-- Exercise requirements --
Tally the lines below that contain the word "each", and give only that number.

-- Material provided --
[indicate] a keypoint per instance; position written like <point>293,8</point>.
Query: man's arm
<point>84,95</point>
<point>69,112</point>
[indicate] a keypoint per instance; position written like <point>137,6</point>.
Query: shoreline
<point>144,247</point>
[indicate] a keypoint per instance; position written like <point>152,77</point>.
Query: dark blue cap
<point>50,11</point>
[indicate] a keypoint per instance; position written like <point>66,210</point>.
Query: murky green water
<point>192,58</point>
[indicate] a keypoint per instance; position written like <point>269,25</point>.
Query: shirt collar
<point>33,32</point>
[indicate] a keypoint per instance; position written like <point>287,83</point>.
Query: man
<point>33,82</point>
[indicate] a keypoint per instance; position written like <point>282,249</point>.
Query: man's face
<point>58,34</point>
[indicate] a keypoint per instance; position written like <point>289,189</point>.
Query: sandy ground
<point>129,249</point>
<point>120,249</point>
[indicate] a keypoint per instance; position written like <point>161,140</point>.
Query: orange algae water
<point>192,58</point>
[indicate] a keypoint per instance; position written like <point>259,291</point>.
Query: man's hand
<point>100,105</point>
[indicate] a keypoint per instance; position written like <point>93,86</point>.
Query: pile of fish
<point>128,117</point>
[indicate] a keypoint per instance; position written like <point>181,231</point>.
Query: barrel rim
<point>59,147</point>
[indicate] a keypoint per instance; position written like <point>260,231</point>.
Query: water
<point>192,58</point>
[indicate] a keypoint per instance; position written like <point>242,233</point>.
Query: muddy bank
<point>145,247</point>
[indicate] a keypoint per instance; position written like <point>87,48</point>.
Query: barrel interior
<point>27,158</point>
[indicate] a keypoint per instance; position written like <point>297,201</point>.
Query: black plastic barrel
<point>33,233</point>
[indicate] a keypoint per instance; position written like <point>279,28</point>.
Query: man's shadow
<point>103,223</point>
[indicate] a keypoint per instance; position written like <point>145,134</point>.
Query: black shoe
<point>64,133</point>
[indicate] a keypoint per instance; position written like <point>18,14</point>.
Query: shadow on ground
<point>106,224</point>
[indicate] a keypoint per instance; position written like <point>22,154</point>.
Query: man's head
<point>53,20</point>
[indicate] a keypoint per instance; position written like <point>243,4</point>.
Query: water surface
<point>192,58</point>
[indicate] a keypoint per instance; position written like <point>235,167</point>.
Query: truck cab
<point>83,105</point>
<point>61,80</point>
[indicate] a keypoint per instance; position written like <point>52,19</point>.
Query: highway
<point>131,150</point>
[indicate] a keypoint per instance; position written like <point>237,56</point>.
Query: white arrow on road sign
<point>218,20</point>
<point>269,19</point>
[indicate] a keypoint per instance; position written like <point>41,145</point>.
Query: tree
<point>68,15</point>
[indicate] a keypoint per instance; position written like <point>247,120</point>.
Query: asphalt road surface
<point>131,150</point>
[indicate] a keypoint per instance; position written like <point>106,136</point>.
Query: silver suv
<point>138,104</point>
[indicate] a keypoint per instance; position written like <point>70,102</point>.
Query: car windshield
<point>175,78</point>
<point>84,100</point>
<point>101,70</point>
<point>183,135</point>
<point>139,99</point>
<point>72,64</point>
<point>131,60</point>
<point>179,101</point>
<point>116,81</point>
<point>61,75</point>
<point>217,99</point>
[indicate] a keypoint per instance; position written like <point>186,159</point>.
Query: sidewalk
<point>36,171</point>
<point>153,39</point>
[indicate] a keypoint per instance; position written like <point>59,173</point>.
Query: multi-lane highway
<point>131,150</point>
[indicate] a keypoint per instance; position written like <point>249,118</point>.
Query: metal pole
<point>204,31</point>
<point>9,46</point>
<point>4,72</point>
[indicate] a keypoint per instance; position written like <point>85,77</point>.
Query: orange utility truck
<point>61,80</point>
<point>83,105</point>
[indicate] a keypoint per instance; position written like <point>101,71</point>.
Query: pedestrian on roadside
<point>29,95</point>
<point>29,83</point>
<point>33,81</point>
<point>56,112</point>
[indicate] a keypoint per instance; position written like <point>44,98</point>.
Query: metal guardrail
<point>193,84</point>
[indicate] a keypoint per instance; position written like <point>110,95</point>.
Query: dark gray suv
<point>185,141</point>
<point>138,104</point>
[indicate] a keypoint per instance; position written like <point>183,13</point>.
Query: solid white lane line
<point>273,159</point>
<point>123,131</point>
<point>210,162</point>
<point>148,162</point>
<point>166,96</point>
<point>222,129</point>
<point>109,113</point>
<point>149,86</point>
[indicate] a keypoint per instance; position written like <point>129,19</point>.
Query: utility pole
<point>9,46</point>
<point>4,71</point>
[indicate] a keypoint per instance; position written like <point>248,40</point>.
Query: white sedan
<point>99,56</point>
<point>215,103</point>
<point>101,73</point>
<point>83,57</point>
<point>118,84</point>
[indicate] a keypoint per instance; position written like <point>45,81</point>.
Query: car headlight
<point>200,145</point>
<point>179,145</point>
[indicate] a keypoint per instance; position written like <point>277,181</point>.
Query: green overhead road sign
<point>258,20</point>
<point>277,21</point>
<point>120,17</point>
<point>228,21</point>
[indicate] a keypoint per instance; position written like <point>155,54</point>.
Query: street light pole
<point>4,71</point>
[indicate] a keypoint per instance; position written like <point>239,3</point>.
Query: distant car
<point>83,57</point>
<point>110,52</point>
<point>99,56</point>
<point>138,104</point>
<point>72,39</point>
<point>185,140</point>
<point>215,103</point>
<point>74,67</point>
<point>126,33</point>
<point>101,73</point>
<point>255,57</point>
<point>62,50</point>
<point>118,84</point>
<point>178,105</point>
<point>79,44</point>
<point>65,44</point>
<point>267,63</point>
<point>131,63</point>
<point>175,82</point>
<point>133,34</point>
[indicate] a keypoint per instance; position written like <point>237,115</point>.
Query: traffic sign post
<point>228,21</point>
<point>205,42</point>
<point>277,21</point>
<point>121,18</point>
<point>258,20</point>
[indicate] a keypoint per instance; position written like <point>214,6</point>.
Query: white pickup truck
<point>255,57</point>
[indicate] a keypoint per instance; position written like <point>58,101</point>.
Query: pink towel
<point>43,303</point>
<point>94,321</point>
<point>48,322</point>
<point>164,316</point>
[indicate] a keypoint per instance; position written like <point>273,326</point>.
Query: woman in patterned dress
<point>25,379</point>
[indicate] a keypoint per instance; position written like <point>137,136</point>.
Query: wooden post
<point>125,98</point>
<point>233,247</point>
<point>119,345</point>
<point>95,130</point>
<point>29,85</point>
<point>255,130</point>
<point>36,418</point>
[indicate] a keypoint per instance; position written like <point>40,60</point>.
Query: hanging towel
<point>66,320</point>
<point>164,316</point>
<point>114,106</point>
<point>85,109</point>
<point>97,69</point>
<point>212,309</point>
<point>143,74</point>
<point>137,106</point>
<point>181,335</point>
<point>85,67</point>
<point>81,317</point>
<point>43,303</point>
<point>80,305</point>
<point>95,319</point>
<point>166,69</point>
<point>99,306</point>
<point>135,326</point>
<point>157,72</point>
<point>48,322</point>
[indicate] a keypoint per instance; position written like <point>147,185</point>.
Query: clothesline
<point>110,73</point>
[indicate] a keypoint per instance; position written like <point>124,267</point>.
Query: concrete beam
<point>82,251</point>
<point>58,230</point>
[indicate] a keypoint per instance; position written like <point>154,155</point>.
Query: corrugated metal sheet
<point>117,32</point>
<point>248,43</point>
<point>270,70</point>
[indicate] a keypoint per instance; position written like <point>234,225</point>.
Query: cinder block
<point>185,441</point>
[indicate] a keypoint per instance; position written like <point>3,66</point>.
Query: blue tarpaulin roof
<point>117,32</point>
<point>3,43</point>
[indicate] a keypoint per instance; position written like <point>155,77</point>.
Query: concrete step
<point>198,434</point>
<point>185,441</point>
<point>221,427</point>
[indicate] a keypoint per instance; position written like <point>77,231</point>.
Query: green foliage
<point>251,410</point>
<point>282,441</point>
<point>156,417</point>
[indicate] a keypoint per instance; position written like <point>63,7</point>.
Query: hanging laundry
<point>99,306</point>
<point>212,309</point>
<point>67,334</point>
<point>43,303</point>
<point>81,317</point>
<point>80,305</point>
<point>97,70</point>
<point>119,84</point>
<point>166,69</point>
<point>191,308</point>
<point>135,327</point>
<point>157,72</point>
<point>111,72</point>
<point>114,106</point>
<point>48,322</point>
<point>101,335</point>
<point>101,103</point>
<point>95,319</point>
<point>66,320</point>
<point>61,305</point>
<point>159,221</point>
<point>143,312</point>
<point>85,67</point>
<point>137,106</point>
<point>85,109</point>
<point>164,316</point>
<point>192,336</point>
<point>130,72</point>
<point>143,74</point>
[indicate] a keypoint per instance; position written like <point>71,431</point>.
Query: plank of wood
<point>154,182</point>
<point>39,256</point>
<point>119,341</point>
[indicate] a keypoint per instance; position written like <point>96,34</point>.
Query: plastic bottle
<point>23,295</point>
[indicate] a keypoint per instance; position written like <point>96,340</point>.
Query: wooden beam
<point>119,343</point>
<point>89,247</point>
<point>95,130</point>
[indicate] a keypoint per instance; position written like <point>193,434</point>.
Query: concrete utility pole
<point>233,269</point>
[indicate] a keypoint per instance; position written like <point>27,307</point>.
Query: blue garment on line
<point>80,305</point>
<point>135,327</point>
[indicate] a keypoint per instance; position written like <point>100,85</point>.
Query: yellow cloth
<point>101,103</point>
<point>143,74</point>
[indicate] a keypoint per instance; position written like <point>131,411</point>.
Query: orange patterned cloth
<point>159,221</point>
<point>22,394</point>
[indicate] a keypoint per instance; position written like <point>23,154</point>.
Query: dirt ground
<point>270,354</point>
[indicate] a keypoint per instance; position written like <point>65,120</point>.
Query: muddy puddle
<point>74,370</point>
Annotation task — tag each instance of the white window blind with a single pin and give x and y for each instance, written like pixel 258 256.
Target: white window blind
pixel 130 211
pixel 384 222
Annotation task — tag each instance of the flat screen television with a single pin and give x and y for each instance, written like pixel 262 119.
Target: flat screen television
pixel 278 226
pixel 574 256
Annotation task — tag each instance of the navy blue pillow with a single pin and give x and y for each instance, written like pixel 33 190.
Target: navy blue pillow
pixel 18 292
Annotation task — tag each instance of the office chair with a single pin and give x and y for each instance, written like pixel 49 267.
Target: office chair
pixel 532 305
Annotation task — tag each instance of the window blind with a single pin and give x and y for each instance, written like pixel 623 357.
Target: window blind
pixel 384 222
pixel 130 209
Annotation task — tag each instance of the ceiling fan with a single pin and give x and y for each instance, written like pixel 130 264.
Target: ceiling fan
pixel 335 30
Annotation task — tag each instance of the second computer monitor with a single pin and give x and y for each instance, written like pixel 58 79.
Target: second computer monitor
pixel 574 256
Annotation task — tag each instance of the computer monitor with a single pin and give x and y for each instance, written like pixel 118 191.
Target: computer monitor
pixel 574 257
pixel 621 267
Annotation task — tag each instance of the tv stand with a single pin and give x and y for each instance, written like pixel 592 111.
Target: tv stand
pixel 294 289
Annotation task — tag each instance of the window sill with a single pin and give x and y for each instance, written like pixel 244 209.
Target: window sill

-- Task answer --
10